**Requirement**
All lines from the one with "Where can the fog" to the end need to be copied exactly, with nothing before them.

═══ Material ═══

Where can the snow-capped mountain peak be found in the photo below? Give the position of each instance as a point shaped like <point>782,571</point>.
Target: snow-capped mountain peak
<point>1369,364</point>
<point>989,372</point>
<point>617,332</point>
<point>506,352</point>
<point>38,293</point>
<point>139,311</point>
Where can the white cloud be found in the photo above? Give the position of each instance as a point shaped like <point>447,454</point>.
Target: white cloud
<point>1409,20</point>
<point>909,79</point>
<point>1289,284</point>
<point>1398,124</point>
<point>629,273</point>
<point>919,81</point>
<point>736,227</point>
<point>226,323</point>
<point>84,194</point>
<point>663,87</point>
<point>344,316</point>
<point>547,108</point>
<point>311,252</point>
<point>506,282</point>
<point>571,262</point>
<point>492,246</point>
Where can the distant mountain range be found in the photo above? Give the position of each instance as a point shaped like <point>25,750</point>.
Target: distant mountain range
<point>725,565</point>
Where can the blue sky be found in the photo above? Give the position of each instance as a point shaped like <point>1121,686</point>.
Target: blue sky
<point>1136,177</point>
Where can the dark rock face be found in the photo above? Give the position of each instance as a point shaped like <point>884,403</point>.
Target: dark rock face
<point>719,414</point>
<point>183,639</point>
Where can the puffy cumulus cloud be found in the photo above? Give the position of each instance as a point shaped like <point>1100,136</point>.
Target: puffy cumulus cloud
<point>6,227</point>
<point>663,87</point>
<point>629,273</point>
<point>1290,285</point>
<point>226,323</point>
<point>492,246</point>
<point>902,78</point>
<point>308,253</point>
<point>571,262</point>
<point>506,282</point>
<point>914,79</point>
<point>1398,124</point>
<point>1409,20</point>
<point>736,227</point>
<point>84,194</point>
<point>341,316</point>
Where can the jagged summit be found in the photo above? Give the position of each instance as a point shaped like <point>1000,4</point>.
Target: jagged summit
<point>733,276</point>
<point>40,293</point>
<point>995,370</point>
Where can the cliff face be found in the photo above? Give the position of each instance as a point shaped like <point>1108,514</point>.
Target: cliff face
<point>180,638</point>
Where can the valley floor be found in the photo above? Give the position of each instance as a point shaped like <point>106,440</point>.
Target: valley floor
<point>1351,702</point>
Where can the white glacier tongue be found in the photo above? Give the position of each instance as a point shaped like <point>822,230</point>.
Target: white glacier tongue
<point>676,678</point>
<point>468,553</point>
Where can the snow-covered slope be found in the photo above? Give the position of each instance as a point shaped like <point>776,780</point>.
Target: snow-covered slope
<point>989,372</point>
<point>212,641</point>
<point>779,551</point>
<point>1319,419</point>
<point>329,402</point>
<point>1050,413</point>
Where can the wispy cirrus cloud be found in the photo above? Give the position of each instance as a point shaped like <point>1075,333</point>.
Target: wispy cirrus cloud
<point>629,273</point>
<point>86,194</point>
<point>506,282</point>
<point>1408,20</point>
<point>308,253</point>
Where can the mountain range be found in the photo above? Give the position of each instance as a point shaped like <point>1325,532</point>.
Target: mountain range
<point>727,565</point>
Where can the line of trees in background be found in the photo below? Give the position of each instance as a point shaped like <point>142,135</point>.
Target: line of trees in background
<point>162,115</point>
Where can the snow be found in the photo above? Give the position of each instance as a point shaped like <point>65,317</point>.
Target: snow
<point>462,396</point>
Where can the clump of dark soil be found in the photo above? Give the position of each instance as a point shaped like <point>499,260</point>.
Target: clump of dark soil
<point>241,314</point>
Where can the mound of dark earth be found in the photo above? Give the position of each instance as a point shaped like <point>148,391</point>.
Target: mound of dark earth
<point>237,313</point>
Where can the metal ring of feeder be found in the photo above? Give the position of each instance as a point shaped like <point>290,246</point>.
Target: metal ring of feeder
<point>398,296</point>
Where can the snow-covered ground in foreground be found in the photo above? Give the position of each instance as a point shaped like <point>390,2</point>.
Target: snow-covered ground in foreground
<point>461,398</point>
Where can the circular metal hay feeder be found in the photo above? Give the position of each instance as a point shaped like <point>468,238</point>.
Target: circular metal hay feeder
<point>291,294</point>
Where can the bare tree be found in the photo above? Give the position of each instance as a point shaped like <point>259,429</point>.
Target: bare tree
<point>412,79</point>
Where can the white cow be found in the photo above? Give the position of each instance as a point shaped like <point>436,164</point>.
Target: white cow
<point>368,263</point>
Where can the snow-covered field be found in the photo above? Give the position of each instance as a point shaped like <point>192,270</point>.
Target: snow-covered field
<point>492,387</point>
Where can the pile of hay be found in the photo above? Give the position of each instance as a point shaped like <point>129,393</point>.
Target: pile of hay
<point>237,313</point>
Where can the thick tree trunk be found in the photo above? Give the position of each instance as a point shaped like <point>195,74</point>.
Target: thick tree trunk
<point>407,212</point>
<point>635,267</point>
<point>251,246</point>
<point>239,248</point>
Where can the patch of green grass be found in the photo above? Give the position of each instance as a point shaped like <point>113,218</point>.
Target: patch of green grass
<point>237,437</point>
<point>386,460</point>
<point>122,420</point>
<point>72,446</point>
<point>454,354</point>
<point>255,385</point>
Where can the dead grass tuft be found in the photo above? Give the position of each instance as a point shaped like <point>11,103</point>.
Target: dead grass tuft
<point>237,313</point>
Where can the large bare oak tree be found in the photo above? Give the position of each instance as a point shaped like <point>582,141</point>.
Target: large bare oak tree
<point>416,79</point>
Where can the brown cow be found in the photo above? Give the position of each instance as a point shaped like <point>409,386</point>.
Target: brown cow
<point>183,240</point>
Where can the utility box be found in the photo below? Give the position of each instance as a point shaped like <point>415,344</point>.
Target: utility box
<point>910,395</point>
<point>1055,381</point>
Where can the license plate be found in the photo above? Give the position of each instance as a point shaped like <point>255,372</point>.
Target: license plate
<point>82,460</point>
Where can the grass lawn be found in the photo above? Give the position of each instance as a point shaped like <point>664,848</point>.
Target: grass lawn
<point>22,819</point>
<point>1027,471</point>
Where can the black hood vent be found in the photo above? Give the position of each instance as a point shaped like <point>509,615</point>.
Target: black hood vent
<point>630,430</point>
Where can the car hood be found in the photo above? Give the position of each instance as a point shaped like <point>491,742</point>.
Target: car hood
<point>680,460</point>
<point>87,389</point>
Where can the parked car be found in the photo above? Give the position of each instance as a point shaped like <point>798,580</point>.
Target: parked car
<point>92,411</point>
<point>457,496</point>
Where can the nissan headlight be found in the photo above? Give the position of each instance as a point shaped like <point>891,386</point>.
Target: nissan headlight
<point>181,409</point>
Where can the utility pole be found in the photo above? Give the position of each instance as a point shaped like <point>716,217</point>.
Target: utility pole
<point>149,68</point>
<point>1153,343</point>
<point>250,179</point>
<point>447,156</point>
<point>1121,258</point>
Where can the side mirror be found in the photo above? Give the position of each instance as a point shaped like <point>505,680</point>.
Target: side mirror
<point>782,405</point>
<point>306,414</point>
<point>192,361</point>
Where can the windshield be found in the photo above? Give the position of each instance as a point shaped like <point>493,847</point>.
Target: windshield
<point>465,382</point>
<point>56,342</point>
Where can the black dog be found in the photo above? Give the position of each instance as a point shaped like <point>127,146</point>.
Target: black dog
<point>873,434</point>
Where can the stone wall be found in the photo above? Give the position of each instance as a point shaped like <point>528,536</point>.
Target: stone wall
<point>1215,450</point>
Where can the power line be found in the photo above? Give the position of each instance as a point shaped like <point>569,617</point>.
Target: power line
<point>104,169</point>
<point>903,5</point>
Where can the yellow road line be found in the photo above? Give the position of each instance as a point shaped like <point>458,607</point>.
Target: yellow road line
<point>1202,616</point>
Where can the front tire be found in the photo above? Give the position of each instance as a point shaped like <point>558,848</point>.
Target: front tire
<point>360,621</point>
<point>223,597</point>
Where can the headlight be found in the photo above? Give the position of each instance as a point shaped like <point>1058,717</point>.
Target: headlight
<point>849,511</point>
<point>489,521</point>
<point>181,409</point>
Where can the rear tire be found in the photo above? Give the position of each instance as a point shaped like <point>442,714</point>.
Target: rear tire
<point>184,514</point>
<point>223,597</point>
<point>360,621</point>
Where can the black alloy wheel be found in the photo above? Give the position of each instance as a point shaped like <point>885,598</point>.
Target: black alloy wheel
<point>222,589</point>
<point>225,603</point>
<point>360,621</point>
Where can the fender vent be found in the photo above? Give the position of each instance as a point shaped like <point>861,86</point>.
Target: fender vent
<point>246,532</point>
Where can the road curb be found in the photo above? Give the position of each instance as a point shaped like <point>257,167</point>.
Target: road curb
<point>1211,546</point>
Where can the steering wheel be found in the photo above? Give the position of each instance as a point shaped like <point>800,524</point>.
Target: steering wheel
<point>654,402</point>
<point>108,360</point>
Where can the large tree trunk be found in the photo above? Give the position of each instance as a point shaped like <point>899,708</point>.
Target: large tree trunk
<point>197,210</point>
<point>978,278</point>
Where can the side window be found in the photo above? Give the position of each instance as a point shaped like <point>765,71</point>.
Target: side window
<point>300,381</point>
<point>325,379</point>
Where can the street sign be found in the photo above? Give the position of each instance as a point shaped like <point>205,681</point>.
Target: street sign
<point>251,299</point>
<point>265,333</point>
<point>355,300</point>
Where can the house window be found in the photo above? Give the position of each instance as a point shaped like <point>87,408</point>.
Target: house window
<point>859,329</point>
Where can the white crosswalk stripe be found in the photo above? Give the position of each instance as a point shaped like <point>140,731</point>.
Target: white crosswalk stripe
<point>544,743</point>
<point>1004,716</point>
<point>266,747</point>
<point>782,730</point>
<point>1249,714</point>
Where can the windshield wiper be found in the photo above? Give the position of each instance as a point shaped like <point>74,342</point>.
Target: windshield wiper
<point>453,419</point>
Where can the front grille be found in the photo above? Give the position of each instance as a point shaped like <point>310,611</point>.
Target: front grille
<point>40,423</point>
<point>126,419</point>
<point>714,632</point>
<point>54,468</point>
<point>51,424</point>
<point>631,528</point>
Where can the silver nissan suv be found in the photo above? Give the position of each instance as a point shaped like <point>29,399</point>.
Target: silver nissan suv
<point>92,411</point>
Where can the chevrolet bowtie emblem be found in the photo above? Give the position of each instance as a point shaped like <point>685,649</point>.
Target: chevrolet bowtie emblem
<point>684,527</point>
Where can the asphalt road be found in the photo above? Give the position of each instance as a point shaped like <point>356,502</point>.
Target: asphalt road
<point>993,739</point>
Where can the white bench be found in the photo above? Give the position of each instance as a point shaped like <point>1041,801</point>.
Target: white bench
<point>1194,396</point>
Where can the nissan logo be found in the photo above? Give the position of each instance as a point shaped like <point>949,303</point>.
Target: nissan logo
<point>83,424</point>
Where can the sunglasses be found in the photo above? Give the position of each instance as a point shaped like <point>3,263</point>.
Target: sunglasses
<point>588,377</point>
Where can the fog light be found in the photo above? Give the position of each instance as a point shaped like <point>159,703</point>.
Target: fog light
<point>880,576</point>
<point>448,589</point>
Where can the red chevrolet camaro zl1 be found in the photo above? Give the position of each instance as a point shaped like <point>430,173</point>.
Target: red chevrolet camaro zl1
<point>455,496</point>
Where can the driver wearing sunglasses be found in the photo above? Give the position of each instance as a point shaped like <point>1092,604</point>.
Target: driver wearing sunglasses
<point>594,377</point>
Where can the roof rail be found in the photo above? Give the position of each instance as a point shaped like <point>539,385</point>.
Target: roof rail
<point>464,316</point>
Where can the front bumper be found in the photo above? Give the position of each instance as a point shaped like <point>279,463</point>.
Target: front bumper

═══

**Correct output**
Where can the fog light be found in the photo above? Give the position of each instance as a point shaped like <point>159,703</point>.
Target: fog light
<point>880,576</point>
<point>448,589</point>
Where can the red chevrolet camaro zl1 be found in the photo above? Give the position of each instance as a point shaped like <point>430,173</point>.
Target: red chevrolet camaro zl1
<point>455,496</point>
Where can the driver wearing sunglasses be found in the photo above? Give the position of each instance as a point shaped like <point>1092,604</point>.
Target: driver wearing sunglasses
<point>594,377</point>
Where can the roof rail be found in the photo above? Give the position of each instance as a point shaped like <point>539,385</point>.
Target: roof rail
<point>464,316</point>
Where can the front bumper be found in the photo above? Give the position of each instance as a point shaped like <point>279,463</point>.
Target: front bumper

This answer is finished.